Challenge -
Print the entries below word for word, from the start up to and including the line with "[[359, 193], [704, 279], [191, 280], [613, 252], [440, 184]]". Leave the pictures out of your answer.

Collected data:
===
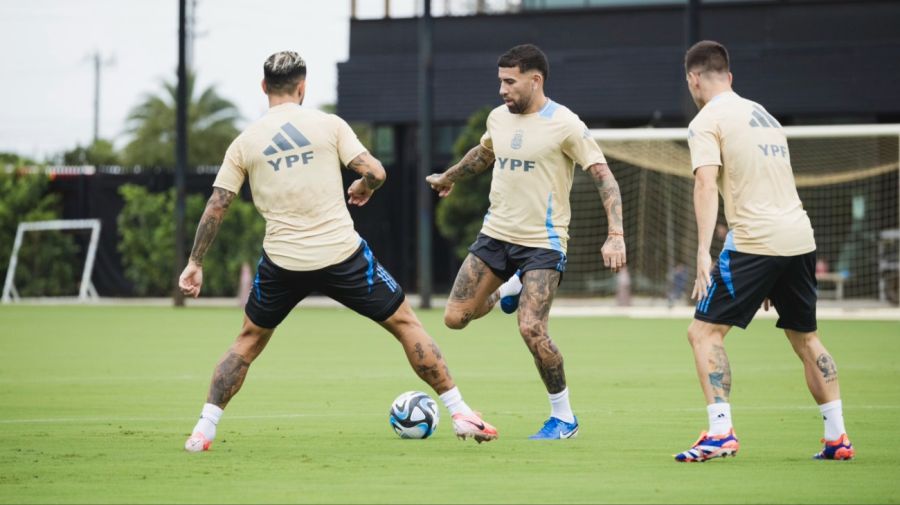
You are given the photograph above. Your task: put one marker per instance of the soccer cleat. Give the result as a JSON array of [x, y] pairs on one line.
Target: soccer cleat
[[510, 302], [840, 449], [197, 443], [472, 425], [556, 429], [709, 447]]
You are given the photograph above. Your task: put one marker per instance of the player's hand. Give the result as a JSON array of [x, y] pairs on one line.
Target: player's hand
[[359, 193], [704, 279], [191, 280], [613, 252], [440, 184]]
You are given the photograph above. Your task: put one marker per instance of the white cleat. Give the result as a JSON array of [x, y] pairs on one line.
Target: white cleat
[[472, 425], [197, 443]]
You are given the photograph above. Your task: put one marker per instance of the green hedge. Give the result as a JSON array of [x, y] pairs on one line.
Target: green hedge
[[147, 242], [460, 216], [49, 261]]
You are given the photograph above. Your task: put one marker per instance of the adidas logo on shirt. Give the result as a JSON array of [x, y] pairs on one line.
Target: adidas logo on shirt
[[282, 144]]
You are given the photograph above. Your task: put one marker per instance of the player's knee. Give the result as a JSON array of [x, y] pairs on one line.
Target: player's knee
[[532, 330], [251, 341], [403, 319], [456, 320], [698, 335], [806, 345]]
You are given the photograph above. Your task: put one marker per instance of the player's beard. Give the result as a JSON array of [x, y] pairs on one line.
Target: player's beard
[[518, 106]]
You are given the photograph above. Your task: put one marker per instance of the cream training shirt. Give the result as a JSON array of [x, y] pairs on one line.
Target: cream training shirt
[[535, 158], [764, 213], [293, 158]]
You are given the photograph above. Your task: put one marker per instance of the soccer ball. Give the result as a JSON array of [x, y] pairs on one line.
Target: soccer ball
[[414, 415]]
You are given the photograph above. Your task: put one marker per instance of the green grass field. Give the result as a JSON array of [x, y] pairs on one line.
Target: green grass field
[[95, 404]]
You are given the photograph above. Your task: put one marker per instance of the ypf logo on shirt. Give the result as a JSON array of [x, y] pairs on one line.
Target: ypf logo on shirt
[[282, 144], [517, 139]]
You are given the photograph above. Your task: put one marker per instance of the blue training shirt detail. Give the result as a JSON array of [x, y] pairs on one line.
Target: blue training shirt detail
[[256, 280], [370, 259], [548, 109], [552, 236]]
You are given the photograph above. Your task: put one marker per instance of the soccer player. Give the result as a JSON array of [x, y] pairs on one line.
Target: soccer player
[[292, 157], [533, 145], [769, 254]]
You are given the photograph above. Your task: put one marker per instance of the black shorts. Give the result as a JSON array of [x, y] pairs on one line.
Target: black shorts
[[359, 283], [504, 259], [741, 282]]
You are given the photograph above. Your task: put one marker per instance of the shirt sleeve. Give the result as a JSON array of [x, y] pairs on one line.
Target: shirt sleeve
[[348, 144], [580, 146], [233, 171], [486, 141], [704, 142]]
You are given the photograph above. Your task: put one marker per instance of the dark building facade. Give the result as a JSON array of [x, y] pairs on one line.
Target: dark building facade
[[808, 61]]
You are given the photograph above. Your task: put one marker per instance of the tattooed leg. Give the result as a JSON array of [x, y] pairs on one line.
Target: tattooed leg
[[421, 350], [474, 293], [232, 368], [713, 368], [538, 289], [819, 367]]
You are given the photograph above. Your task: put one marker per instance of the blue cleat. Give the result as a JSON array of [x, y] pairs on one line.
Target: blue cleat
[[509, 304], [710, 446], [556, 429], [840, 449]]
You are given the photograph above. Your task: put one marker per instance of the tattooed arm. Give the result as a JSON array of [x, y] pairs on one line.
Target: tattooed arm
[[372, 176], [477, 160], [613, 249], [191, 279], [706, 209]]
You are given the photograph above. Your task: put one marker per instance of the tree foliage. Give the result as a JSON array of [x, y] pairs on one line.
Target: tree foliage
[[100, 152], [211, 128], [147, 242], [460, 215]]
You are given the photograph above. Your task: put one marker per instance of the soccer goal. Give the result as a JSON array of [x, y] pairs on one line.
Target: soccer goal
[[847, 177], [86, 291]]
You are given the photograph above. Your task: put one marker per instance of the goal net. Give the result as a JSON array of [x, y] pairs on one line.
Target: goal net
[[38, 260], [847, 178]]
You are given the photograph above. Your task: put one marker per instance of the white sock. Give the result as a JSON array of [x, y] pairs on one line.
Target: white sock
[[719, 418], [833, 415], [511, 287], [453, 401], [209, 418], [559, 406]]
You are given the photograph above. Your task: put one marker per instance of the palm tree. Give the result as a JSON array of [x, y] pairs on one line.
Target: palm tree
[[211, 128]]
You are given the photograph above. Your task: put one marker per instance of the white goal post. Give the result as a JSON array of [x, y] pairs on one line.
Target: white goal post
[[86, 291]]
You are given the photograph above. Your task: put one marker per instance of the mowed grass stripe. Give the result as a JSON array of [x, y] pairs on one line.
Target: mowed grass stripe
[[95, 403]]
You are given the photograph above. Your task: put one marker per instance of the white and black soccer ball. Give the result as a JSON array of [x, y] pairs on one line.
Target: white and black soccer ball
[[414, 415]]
===
Response below -
You are given the photograph above. Your task: put one marker per instance of the soccer cleat. Give the result as a JSON array of [x, y] pairs on one line.
Target: soccer cleat
[[510, 302], [840, 449], [197, 443], [472, 425], [556, 429], [709, 447]]
You are given the photograph above. Your task: put one marker per instance of the player's hand. Give the result as a JSON array of [x, y] pairs on one line.
Target: player's hand
[[359, 193], [704, 279], [191, 280], [613, 252], [440, 184]]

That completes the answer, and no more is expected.